(Some items)
■ ■ ■ ■ ■ ■ ■
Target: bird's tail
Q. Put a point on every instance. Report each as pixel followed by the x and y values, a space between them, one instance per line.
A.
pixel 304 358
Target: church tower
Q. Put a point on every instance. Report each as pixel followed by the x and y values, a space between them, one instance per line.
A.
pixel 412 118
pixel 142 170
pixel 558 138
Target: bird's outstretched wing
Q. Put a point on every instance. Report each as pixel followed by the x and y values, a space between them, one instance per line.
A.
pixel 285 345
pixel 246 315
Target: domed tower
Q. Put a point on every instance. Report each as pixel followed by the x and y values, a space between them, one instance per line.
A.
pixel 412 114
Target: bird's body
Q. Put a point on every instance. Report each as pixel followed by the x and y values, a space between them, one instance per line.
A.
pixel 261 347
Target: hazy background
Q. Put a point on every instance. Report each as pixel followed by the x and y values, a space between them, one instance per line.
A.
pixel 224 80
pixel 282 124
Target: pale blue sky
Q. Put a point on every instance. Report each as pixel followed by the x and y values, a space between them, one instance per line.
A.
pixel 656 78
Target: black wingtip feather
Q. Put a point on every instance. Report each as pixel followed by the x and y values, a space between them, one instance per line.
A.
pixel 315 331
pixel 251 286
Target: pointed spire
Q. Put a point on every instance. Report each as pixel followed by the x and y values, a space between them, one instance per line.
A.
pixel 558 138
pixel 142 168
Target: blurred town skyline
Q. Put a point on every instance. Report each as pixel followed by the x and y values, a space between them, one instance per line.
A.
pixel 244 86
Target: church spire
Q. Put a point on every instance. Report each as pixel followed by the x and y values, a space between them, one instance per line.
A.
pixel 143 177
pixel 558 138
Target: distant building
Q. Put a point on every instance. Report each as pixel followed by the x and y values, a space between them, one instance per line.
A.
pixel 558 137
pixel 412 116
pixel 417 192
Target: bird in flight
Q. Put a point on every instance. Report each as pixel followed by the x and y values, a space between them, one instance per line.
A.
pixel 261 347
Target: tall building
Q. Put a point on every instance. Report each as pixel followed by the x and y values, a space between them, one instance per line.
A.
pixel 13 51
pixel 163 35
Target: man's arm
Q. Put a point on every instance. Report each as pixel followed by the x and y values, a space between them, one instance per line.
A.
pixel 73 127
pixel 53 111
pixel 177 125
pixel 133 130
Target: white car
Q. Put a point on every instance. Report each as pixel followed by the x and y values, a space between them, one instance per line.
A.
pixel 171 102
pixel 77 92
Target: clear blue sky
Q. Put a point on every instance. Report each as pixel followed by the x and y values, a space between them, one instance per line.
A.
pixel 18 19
■ ■ ■ ■ ■ ■ ■
Can you put the part of the items above that opens with the line containing "Target: domed tower" and closes with the line containing "pixel 417 192", both lines included, into a Markdown table with the columns Row and Line, numbering each line in order and leaving out any blank lines?

| Row | Line |
|---|---|
| 1 | Target: domed tower |
| 2 | Q. Put a point on every instance. Report each as pixel followed by the x and y values, a space between them, one instance per line. |
| 3 | A. |
| 4 | pixel 412 114 |
| 5 | Target: bird's body |
| 6 | Q. Put a point on every instance. Report each as pixel followed by the x and y values, a space between them, one instance per line. |
| 7 | A. |
| 8 | pixel 261 347 |
| 9 | Target: hazy background |
| 10 | Q. Put a point on every instance. Report each as pixel followed by the x and y values, a space between them, one instance per line. |
| 11 | A. |
| 12 | pixel 224 80 |
| 13 | pixel 282 124 |
| 14 | Target: pale blue sky |
| 15 | Q. Put a point on every instance. Report each as pixel followed by the x and y values, a space between them, one instance per line. |
| 16 | A. |
| 17 | pixel 656 78 |
| 18 | Target: black wingtip feather |
| 19 | Q. Put a point on every instance. Report each as pixel followed by the x and y values, a space between them, one instance per line. |
| 20 | A. |
| 21 | pixel 315 331 |
| 22 | pixel 251 286 |
| 23 | Target: pointed spire |
| 24 | Q. Put a point on every instance. Report each as pixel followed by the x and y values, a space between them, one instance per line. |
| 25 | A. |
| 26 | pixel 558 138 |
| 27 | pixel 142 168 |
| 28 | Target: blurred town skyline |
| 29 | Q. Put a point on every instance. Report each as pixel followed by the x and y values, a space between them, one instance per line. |
| 30 | A. |
| 31 | pixel 244 86 |
| 32 | Target: church spire |
| 33 | Q. Put a point on every instance. Report each as pixel followed by the x and y values, a space between them, one instance per line. |
| 34 | A. |
| 35 | pixel 143 177 |
| 36 | pixel 558 138 |
| 37 | Target: distant building |
| 38 | Q. Put a point on every instance. Report each as pixel followed by the x and y values, a space between them, one instance per line. |
| 39 | A. |
| 40 | pixel 558 137 |
| 41 | pixel 412 116 |
| 42 | pixel 417 192 |